● Task statement
The records that follow should be retyped word for word.

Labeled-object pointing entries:
^^^^^^^^^^^^^^^^
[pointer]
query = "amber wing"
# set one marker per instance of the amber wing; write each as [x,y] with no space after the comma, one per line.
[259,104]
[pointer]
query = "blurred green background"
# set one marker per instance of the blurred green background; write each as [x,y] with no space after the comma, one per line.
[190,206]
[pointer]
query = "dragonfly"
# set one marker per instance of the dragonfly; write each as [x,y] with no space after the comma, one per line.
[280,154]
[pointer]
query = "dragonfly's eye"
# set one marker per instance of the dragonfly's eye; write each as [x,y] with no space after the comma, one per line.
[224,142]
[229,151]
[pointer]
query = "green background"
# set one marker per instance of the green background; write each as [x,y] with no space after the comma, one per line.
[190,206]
^^^^^^^^^^^^^^^^
● Response for this exercise
[pointer]
query = "amber wing"
# set one marker per instance of the amber wing; write each as [x,y] with no space after the comma, one per line.
[259,104]
[pointer]
query = "blurred green background"
# set one marker per instance of the blurred green background; write each as [x,y] with no space after the comma, one per line.
[190,206]
[pointer]
query = "dragonfly"
# set one marker per instance of the dragonfly; write each as [x,y] with no space after the comma, one per line.
[280,154]
[pointer]
query = "dragonfly's eye"
# set one marker per instance of the dragonfly's eye; write each as [x,y] with no space after the comma, one per line.
[224,142]
[229,151]
[pointer]
query = "green background"
# set one marker per instance of the green background; write each as [x,y] with no space after the comma, one per line.
[190,206]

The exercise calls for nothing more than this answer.